→ What is expected
Answer these questions from the column below about Heritage Minister Mélanie Joly's spending.
1. How many canoes, kayaks and paddled watercraft does the museum have on display?
2. What is the annual value of the periodical fund that is under review?
3. How many people does the Federation nationale des communications represent?

→ Text for analysis
=======
Media Beat: January 29, 2018
Heritage Minister Mélanie Joly has dished out $410M in cash over the past 24 months for a Wikipedia of culturally important stuff such as “intercultural understanding,” and a museum that has 600 canoes, kayaks and paddled watercraft on display. Now some of Canada's loudest scribblers are pointing pencils at the gal with the deep purse and she has a quick fix: write another cheque.
By David Farrell
Joly’s jolly decision having read the news about her giveaways
Heritage Minister Mélanie Joly has dished out hundreds of millions in cash over the past 24 months for a laundry bag of culturally important stuff such as “intercultural understanding,” and a museum that has 600 canoes, kayaks and "paddled watercraft" on display. Waiting rooms in hospitals are jammed. The borders are more porous than coffee filters, and drug abuse is now at epidemic proportion; but tax the rich, tax Netflix, put money into filling the potholes on the Highway of Heroes and its get in a line, bud. And that line is going to be longer than the Charter of Rights; just like any queue for services requiring simple servants.
But, our jolly minister of platitudes and gratitude does read the headlines, and the fact that the Globe and Mail, The Star, and a newsstand of other caffeinated and opinionated editorial scribblers have been squawking like crows at a Mariposa sing-along, has earned Goldilocks’ full attention.
Heritage Minister Melanie Joly’s spokesperson says there will be "an announcement in the coming weeks or months" concerning the $75M annual periodical fund, which The Canadian Press tells us, is currently under review. It's a bail-out of sorts meant to quiet alarmists, and readers who may vote in the next election.
The matter came up last week with representatives of the Federation nationale des communications, a Quebec union that represents 6,000 people who work in culture and communications and has the persuasive power to unseat Joly in her province, a landmass the Liberals consider ground zero for re-election.
Throwing more cash is the remedy for all ills with this government, even as the publisher of Canada’s largest circulation newspaper says policy fixes, not bail-outs, are the prescriptive remedy--a solution that has his Postmedia counterpart howling like a werewolf with a toothache on a long weekend.
The Star’s John Honderich is proposing a sort of bill of rights that requires the government to balance the game and not splash the cash like a kid with a borrowed credit card on the first day of holidays.
=======
→ Region pointing data

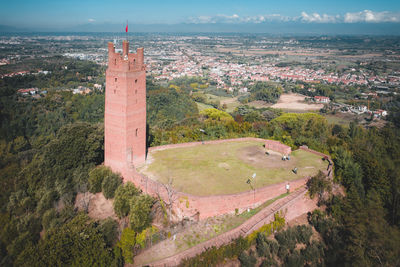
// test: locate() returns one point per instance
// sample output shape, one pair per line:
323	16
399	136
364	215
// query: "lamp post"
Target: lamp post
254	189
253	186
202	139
=======
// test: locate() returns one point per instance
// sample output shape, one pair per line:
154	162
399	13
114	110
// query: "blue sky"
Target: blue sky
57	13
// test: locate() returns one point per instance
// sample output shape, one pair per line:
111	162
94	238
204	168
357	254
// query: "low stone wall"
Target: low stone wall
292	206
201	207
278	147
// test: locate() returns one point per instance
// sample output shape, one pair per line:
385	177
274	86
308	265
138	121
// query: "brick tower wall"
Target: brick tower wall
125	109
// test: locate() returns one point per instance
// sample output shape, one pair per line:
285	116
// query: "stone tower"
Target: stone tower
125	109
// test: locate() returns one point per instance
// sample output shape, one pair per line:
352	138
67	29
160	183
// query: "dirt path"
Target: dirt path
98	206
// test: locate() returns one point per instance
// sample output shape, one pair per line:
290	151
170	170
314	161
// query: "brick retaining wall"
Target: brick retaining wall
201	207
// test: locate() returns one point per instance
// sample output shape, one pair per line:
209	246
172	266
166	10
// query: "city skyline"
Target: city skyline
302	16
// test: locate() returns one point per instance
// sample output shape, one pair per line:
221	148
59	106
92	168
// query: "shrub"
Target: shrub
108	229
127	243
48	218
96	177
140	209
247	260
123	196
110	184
=======
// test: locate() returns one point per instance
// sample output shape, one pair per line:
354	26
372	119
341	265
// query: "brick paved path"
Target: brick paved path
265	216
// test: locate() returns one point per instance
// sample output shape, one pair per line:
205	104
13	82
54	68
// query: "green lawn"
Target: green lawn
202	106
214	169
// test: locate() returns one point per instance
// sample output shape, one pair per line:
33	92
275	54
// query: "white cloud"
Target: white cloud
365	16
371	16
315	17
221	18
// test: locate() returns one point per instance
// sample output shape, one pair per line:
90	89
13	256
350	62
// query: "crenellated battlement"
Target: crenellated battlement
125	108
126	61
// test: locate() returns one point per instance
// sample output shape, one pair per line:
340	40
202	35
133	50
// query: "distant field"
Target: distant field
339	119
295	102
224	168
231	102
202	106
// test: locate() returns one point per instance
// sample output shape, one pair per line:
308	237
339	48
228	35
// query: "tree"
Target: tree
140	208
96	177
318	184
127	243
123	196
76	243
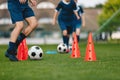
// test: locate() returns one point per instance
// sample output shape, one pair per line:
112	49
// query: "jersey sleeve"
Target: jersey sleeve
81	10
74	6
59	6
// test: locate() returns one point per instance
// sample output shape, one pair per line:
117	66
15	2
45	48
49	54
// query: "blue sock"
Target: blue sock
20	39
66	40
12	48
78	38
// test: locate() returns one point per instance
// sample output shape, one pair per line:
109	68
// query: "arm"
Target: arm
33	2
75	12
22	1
=======
→ Task solution
1. 600
2. $75M
3. 6,000